■ EXERCISE INSTRUCTIONS ■
In the records below, swap "cowboy hat" for "felt hat" and write the lines out again with nothing else changed. Begin at the line that has "Annotate man's hand with boxes.", stop after the line that has "[891,0,1285,613]", and leave the pictures out of your answer.

■ THE DATA ■
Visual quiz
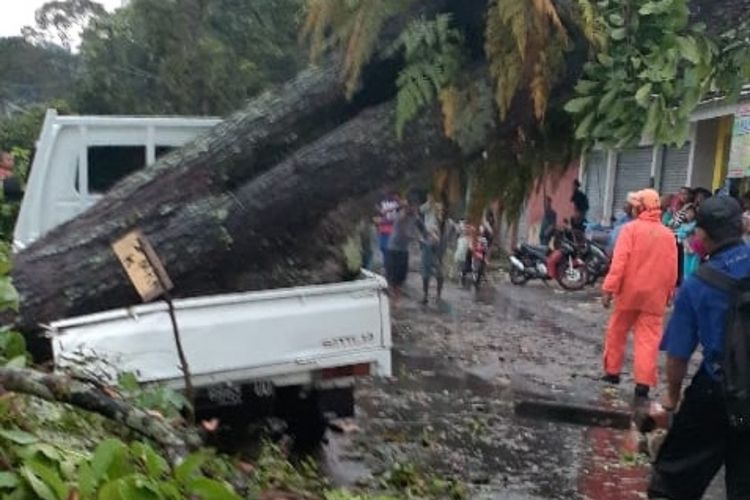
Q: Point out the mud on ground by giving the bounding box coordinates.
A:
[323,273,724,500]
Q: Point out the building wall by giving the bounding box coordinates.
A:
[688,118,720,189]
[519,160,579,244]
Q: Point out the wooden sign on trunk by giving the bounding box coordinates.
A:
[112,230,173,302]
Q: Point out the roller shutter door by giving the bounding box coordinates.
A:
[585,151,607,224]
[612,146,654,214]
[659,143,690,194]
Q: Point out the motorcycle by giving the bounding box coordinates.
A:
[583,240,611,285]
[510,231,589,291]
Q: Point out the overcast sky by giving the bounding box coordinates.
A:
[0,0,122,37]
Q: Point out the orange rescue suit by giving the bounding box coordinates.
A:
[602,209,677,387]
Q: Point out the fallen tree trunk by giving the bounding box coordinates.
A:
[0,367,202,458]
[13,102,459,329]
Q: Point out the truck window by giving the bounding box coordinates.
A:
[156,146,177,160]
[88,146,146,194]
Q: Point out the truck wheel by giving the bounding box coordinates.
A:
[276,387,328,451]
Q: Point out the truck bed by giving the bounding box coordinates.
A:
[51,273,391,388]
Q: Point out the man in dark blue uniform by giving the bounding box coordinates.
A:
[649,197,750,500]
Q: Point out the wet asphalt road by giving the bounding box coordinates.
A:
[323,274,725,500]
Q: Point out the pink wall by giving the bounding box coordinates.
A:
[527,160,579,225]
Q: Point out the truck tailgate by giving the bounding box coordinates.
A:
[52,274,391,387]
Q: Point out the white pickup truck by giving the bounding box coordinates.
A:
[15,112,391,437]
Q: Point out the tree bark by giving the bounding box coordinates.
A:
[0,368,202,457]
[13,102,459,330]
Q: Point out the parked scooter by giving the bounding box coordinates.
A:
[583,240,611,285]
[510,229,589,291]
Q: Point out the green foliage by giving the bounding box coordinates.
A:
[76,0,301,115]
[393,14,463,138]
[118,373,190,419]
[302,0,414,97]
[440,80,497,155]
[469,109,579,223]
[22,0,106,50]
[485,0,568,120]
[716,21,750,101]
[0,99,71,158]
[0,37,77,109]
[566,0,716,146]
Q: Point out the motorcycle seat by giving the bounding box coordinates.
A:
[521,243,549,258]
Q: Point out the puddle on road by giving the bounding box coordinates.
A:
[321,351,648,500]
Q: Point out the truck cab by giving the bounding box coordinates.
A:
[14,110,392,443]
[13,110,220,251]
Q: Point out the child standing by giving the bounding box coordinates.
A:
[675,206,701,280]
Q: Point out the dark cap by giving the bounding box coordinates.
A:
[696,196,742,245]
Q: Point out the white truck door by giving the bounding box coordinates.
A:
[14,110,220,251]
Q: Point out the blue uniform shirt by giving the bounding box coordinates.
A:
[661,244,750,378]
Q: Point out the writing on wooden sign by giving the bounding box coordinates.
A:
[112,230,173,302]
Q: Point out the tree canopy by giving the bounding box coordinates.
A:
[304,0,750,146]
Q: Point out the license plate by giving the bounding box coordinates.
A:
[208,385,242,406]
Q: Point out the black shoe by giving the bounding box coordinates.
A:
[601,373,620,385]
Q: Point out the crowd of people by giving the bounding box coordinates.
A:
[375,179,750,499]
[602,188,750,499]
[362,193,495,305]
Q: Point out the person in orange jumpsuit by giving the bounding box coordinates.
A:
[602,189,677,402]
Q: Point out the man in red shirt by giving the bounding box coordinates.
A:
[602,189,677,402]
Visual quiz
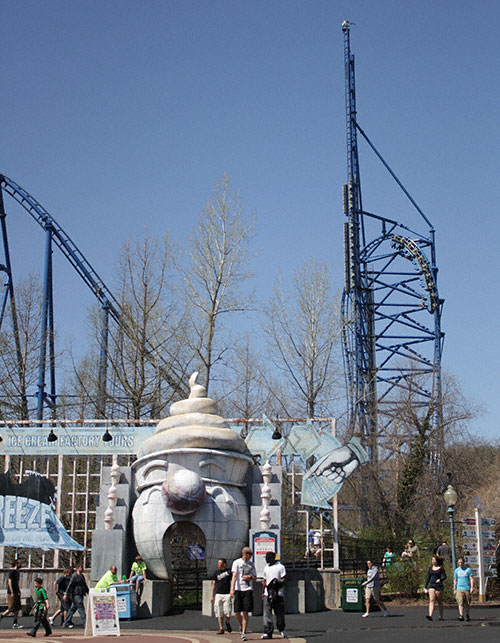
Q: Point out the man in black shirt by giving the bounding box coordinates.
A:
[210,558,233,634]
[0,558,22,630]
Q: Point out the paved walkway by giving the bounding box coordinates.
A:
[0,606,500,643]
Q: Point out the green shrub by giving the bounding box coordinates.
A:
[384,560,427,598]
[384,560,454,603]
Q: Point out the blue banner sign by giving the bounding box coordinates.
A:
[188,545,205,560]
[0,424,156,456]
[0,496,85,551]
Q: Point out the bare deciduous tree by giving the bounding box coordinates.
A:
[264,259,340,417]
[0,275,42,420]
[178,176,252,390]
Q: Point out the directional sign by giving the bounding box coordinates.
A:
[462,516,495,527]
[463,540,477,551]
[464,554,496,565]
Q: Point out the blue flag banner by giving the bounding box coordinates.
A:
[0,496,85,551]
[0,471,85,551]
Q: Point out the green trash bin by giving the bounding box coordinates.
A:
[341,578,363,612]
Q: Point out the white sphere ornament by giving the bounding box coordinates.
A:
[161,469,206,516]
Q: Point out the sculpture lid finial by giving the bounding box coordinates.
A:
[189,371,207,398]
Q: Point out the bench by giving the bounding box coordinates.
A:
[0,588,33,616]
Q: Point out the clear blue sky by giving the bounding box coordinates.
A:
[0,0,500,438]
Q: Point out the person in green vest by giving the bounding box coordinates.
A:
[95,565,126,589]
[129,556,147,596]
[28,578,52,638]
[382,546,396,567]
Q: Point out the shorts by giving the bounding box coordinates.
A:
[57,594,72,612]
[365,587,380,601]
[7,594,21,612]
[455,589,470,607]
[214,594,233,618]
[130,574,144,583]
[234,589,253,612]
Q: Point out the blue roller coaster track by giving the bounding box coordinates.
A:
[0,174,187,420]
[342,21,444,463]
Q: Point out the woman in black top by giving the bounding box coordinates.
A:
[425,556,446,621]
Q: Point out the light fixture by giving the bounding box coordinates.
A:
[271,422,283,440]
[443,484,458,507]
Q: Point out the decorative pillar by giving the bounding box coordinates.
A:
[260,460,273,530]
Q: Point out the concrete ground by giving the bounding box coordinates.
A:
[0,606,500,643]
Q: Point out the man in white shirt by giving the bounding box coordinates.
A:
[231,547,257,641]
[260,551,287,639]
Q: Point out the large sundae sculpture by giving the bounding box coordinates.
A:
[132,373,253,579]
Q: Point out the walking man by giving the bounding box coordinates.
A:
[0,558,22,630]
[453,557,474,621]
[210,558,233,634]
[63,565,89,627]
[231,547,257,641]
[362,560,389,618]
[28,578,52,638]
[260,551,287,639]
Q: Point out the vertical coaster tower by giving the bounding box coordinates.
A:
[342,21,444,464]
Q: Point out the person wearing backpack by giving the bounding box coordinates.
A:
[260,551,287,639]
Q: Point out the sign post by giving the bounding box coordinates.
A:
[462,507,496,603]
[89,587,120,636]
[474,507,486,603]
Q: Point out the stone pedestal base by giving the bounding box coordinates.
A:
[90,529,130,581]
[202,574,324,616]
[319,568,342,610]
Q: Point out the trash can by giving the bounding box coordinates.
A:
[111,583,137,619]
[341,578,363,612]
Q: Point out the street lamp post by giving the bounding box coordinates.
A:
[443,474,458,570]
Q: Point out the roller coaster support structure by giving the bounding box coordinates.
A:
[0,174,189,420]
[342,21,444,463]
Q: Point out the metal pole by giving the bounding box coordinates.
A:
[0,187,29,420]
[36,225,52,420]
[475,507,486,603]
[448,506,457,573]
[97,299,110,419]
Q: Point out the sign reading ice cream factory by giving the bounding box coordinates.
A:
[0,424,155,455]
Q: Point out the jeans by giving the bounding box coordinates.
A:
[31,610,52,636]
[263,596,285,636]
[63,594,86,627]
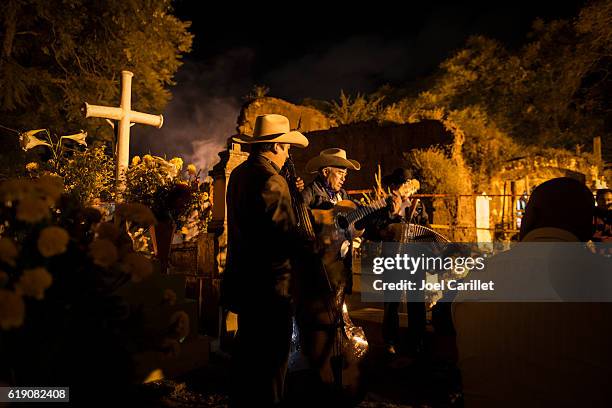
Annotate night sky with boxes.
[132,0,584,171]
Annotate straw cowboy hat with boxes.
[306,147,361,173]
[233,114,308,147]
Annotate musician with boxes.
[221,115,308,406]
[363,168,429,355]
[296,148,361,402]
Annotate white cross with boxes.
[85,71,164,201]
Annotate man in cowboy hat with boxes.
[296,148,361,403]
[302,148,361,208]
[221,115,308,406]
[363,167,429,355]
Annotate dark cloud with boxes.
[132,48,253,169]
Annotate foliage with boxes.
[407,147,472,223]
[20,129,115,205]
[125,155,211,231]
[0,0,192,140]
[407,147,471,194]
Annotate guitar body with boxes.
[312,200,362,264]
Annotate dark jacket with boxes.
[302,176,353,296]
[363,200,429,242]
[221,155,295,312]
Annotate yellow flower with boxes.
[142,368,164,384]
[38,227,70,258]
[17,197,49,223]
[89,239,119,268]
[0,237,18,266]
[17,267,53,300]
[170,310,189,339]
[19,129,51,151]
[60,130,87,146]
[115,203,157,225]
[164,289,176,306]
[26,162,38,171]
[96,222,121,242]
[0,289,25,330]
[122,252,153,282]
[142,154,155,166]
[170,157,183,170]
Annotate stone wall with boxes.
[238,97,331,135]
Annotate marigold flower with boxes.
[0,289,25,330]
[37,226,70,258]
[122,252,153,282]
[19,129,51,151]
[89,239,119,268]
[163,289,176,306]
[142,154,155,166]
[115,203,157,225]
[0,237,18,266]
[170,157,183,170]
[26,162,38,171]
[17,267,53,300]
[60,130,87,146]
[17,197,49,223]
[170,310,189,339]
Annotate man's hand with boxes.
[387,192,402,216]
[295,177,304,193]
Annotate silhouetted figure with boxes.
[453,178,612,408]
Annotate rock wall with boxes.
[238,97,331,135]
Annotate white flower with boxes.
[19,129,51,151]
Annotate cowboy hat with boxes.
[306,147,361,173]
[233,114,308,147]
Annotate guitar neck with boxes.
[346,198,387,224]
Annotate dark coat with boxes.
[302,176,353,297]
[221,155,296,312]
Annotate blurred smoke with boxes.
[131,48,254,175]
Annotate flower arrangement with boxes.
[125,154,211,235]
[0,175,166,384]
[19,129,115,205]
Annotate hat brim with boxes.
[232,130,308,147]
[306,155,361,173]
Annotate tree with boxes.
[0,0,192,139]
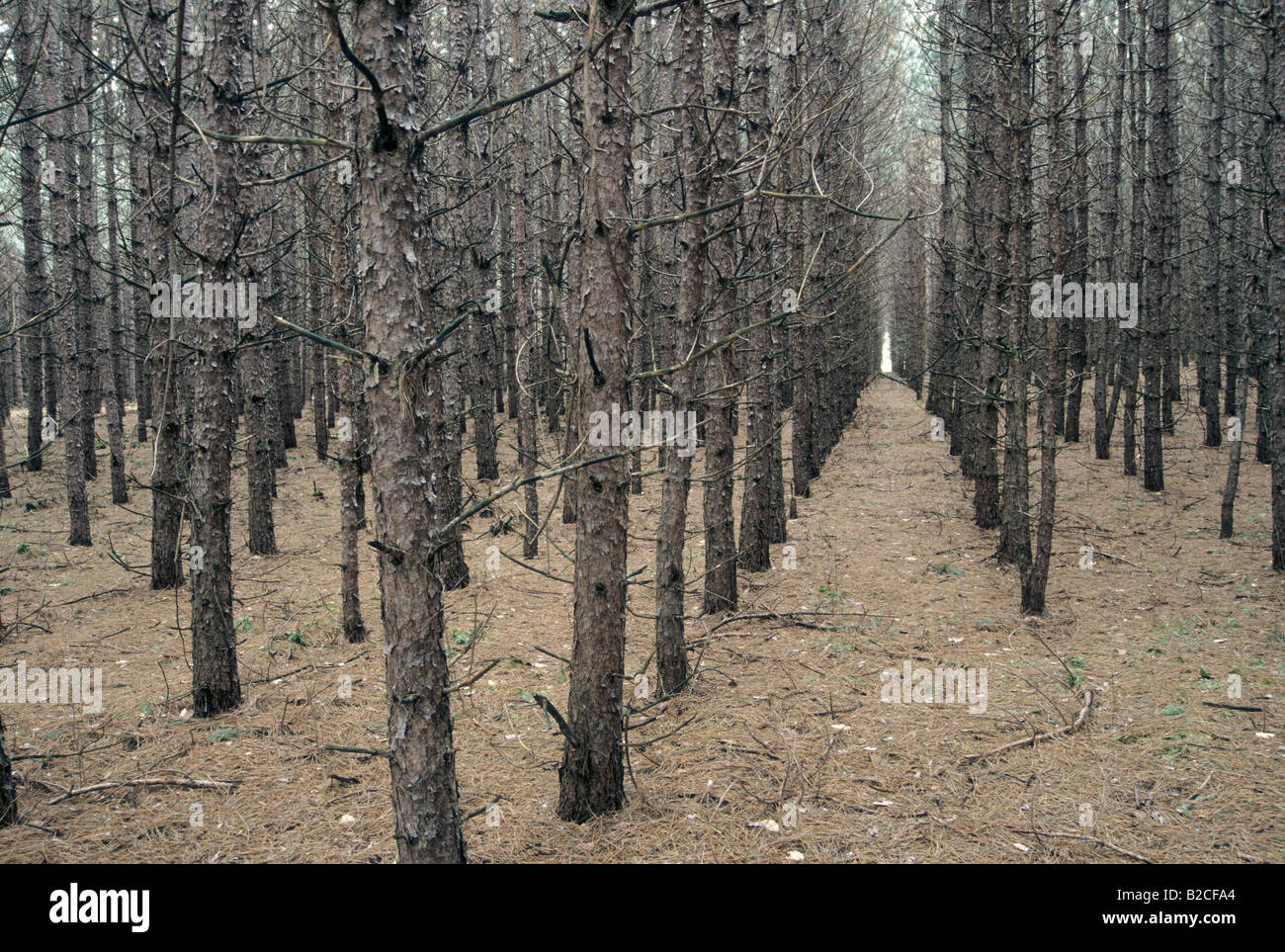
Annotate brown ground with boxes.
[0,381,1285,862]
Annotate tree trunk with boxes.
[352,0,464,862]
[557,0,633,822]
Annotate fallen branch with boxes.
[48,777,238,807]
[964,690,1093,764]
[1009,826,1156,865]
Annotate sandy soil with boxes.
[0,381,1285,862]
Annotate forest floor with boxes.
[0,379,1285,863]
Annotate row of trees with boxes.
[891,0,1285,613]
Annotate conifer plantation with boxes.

■ RESPONSE TO THE EXERCISE ■
Annotate man's hand with boxes.
[387,192,402,216]
[295,177,304,193]
Annotate silhouetted figure with boxes.
[453,178,612,408]
Annotate rock wall with boxes.
[238,97,331,135]
Annotate white flower with boxes.
[19,129,51,151]
Annotate felt hat with boxes.
[306,147,361,173]
[233,114,308,147]
Annotate guitar neck with boxes.
[346,198,387,224]
Annotate dark coat with boxes.
[302,176,353,297]
[221,155,296,312]
Annotate blurred smoke with boxes.
[131,48,254,175]
Annotate flower arrangement with boxes.
[125,154,211,235]
[0,175,166,384]
[19,129,115,205]
Annotate hat brim with boxes.
[232,130,308,147]
[306,155,361,173]
Annotate tree with boxes.
[0,0,192,139]
Annotate brown ground with boxes.
[0,381,1285,862]
Annotate tree trunk with boxes.
[352,0,464,862]
[557,0,633,822]
Annotate fallen branch with boxes.
[48,777,238,807]
[964,690,1093,764]
[1009,826,1156,865]
Annotate sandy soil with boxes.
[0,381,1285,862]
Annotate forest floor with boxes.
[0,379,1285,863]
Annotate row of trees with boxes.
[891,0,1285,613]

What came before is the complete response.